Stored records

§

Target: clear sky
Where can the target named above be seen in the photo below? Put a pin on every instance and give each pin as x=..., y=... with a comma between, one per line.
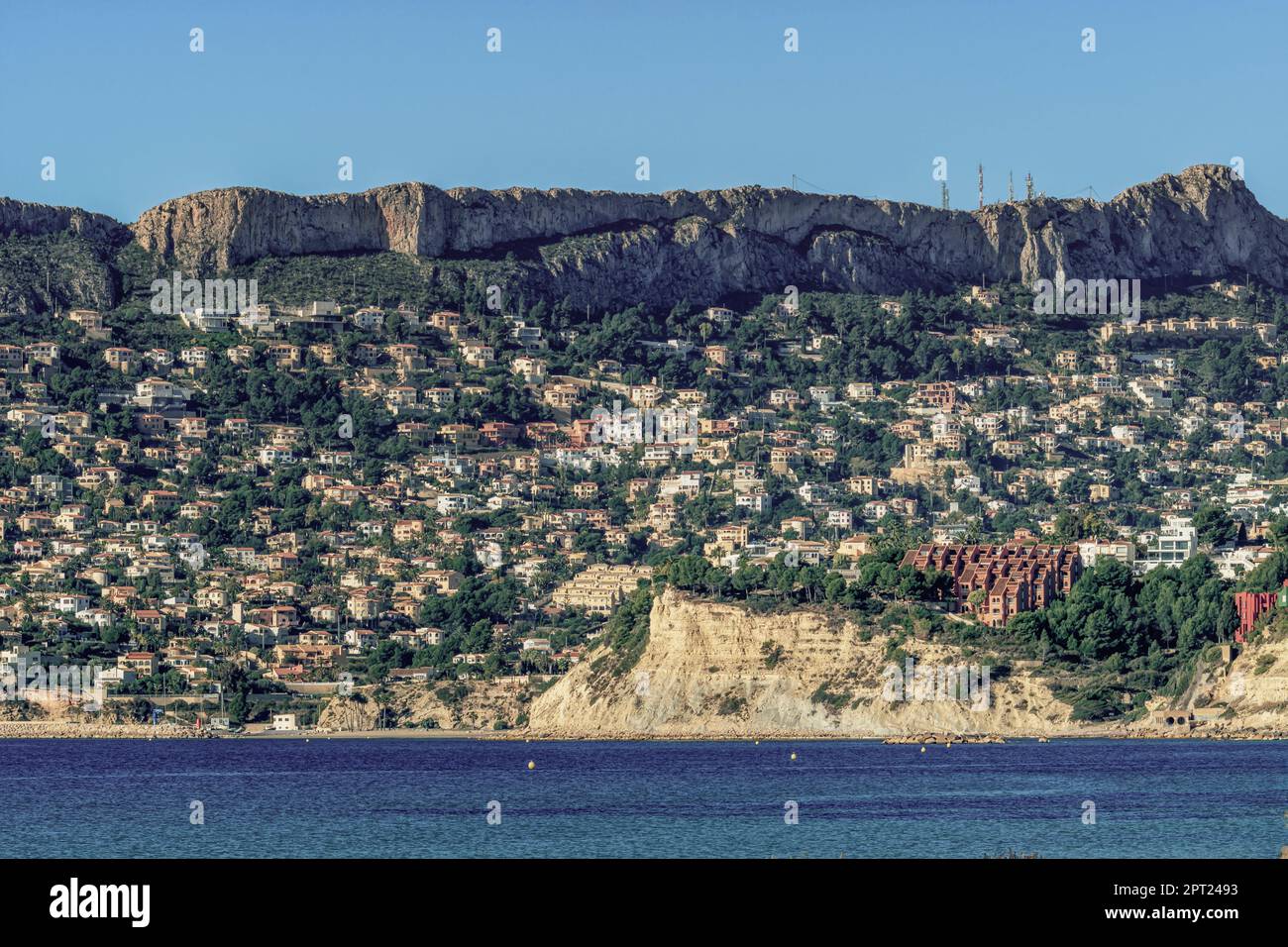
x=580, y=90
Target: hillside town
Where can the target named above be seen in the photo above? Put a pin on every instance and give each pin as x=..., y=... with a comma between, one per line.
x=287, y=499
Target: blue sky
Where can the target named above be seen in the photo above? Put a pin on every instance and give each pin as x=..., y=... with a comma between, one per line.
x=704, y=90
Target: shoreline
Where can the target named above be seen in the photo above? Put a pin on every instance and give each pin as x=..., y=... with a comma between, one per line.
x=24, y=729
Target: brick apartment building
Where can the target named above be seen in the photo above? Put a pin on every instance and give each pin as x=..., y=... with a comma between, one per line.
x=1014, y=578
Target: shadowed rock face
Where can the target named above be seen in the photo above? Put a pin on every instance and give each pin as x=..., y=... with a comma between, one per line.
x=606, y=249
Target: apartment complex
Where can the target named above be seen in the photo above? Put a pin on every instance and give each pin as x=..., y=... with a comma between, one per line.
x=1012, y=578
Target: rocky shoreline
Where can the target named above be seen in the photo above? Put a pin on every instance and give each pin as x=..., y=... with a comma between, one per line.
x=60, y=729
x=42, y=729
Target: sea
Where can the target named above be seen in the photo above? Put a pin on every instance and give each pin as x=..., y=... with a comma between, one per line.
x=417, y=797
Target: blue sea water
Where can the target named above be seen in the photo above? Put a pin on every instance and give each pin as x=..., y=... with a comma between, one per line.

§

Your objective
Could you reproduce the items from the start through the line containing "x=1012, y=578", inclusive, with "photo" changed to "image" and everything else left unchanged? Leave the pictures out.

Task output
Target: clear sky
Where can the target named above be seen in the image below? Put a pin on every instance and give each pin as x=..., y=... with a comma between, one per line.
x=580, y=90
Target: hillside town
Where can the target named above be seen in the image above? Put a pin on every instance and give each pin as x=..., y=... with a comma between, one per line.
x=287, y=499
Target: blue sky
Where can the target named above be seen in the image above? Put a pin on every instance and give each pin as x=..., y=... with a comma between, one per line.
x=704, y=90
Target: shoreline
Where can the target named above be seen in the image above? Put a pin on every instance and give each pin as x=..., y=... with a comma between, one per line.
x=24, y=729
Target: brick apartment building
Where can the target named above be seen in the image above? Put a pin on every instance and give each pin as x=..., y=... with a comma between, one per line.
x=1014, y=578
Target: shadowed rock face
Where can the target named above be seen in the image above? Put a pin on every instance and give each pin as x=..., y=... with a comma between, one per line.
x=606, y=249
Target: apartment complex
Where can the target named above be seen in the image above? Put a pin on every instance and give each pin as x=..., y=... with a comma between, one per line.
x=1012, y=578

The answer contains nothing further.